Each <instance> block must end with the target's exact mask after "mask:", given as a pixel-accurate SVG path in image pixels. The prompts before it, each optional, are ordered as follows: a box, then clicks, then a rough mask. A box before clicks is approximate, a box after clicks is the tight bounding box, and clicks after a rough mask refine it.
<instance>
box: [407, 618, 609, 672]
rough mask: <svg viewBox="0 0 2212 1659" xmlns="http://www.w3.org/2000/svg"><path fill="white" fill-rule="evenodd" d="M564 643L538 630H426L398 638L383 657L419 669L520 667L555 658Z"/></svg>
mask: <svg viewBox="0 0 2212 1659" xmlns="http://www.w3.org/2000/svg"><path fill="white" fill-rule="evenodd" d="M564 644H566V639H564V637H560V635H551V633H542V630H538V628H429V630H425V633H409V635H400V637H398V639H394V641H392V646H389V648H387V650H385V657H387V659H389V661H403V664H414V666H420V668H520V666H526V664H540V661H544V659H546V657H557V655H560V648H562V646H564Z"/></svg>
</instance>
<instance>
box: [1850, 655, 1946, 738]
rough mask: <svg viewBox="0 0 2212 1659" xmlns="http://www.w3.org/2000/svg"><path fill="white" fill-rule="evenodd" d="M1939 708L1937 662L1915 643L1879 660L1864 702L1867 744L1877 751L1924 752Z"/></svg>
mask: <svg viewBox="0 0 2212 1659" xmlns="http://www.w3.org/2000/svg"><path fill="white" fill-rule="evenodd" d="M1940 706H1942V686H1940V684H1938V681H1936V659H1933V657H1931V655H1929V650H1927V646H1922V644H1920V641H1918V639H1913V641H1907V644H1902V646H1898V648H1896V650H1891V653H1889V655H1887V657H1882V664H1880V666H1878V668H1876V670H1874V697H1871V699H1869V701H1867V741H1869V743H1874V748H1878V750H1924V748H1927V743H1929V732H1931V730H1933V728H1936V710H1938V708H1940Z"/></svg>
========================================================================
→ Assigned task:
Extract the lines from the entries verbatim, starting at the line that contains "</instance>" and ending at the line that contains "708L1937 662L1915 643L1879", with both of those lines included.

→ Task answer:
</instance>
<instance>
box: [1850, 655, 1946, 738]
rough mask: <svg viewBox="0 0 2212 1659" xmlns="http://www.w3.org/2000/svg"><path fill="white" fill-rule="evenodd" d="M1939 708L1937 662L1915 643L1879 660L1864 702L1867 744L1877 751L1924 752Z"/></svg>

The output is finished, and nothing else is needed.